## SEÇÃO DE TEXTO
= = =
20 anos de aperto excluem 10 milhões da classe média

O que muita gente já havia percebido no bolso foi confirmado por uma pesquisa divulgada ontem: os últimos anos foram desalentadores para a classe média. Alguns planos econômicos, uma rápida abertura comercial e a maior automação no setor produtivo atingiram em cheio o estrato social que hoje representa 31% das famílias existentes no Brasil. Empurradas por esses fatores, cerca de 10 milhões de pessoas ficaram de fora das estatísticas da classe média e se juntaram à base da pirâmide social entre 1980 e 2000.

A conta faz parte do estudo Classe Média – Desenvolvimento e Crise, lançado ontem pela editora Cortez e parte de uma coleção que aborda a exclusão social no Brasil. Segundo o trabalho, a participação da classe média na População Economicamente Ativa (PEA) caiu de 31,7% para 27,1%. É por causa dessa redução que 10 milhões de pessoas mudaram de categoria social. "A queda é uma mudança de tendência muito importante. Desde o século 19 até 1980 a participação da classe média na PEA vinha subindo", afirma o economista Ricardo Amorim, pesquisador da Universidade Estadual de Campinas (Unicamp) e um dos organizadores do livro.

A formação da classe média brasileira ganhou força com a industrialização iniciada na década de 1940. Com a abertura de novas fábricas e o crescimento das cidades, o país passou a precisar de mais técnicos, gerentes, professores e prestadores de serviços, como advogados e médicos. Eles passaram a compor uma parcela da população com uma renda que permitia a manutenção de um bom padrão de vida – longe dos bairros mais pobres e também fora dos círculos exclusivos dos ricos do país.

O fenômeno ocorreu em outras nações que passaram por um processo de desenvolvimento industrial, mas parece ter ficado pela metade no Brasil, de acordo com algumas pistas mostradas na pesquisa. "A diferença entre as características da classe média e a população em geral é maior na sociedade brasileira do que em países mais desenvolvidos", diz Amorim. Analisada de acordo com os dados dos chefes das famílias, o grupo intermediário na pirâmide social tem maior grau de educação, maior acesso a empregos formais e se concentra nas cidades.
= = =
## TAREFAS A FAZER
(a) Transcreva o trecho do texto sobre a classe média que vai de "A conta faz" até "organizadores do livro.".
(b) Segundo o texto sobre a classe média, de quanto para quanto caiu a participação da classe média na População Economicamente Ativa?
Os registros não têm nada a ver com o texto sobre a classe média.
= = =
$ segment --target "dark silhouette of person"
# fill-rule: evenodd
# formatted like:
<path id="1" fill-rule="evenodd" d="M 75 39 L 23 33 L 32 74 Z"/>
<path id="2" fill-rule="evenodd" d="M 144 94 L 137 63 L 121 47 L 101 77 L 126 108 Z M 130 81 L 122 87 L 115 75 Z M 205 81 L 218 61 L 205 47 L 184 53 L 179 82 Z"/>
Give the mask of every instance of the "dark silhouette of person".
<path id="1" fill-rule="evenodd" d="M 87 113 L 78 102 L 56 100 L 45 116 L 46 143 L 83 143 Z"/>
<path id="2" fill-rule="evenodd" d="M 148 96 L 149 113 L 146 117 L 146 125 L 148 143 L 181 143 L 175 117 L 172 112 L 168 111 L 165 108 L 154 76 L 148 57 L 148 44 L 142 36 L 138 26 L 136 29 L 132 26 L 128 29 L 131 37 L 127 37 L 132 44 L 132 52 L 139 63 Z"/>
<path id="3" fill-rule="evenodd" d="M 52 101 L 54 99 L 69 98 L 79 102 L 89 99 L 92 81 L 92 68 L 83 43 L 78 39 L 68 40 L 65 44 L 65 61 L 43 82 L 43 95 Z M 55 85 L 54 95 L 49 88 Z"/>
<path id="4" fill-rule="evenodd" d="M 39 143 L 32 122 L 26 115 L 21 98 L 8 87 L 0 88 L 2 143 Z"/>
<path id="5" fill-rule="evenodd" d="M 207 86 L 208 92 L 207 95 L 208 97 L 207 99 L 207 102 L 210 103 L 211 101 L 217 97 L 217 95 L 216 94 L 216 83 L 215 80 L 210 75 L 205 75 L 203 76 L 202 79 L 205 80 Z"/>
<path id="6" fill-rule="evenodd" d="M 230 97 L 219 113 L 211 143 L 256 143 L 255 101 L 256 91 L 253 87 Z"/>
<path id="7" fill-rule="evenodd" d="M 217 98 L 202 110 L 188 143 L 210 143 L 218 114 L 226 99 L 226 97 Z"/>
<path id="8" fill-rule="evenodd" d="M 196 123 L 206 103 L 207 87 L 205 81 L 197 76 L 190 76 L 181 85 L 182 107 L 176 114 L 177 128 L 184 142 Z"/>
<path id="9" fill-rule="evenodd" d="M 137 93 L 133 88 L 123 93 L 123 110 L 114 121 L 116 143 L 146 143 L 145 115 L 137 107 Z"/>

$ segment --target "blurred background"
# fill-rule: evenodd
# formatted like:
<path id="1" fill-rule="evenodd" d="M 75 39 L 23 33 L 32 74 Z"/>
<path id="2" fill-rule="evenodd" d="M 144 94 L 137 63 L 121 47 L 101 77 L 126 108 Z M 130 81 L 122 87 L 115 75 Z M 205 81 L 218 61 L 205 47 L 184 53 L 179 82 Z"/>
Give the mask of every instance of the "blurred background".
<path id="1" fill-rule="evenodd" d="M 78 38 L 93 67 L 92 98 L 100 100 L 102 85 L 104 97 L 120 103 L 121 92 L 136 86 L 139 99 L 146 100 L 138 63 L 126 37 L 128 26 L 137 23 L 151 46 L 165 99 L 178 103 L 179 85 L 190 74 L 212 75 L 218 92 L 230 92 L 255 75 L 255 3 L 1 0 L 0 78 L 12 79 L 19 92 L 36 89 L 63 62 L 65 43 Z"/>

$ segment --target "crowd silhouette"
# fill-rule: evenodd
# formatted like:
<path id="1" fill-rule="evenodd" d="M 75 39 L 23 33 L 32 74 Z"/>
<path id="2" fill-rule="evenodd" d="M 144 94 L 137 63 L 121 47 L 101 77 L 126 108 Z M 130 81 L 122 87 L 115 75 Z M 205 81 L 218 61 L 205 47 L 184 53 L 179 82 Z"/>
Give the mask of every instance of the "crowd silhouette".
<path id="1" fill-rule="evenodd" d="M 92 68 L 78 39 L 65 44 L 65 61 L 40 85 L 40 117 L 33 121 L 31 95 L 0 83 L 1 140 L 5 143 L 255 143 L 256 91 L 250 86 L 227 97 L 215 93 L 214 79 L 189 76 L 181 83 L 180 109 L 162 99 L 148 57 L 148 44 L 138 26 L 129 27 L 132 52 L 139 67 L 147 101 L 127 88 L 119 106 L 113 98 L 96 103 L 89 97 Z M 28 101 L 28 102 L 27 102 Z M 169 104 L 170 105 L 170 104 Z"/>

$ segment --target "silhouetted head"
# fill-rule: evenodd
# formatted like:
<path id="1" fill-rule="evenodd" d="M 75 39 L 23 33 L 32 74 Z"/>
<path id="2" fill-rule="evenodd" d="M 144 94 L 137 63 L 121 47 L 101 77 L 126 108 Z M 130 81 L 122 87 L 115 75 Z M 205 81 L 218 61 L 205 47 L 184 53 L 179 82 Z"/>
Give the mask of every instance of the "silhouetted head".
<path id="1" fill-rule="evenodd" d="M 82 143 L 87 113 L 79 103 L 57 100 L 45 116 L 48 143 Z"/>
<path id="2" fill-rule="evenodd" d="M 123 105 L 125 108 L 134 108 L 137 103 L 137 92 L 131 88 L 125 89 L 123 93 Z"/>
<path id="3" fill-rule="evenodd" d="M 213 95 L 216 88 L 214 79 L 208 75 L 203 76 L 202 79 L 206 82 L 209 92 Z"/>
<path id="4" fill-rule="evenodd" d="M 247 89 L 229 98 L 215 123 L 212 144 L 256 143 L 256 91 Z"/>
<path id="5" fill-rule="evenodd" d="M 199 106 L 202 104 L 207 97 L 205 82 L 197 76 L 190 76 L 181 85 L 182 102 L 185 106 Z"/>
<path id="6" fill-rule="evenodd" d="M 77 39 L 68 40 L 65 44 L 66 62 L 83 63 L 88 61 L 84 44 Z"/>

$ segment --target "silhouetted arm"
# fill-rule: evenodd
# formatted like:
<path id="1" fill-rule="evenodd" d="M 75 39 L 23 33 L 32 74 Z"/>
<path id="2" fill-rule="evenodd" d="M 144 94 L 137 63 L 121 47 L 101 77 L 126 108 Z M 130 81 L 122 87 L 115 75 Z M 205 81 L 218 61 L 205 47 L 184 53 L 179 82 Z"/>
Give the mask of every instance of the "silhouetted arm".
= = =
## RESPOSTAS POR ITEM
(a)
A conta faz parte do estudo Classe Média – Desenvolvimento e Crise, lançado ontem pela editora Cortez e parte de uma coleção que aborda a exclusão social no Brasil. Segundo o trabalho, a participação da classe média na População Economicamente Ativa (PEA) caiu de 31,7% para 27,1%. É por causa dessa redução que 10 milhões de pessoas mudaram de categoria social. "A queda é uma mudança de tendência muito importante. Desde o século 19 até 1980 a participação da classe média na PEA vinha subindo", afirma o economista Ricardo Amorim, pesquisador da Universidade Estadual de Campinas (Unicamp) e um dos organizadores do livro.

(b) De 31,7% para 27,1%.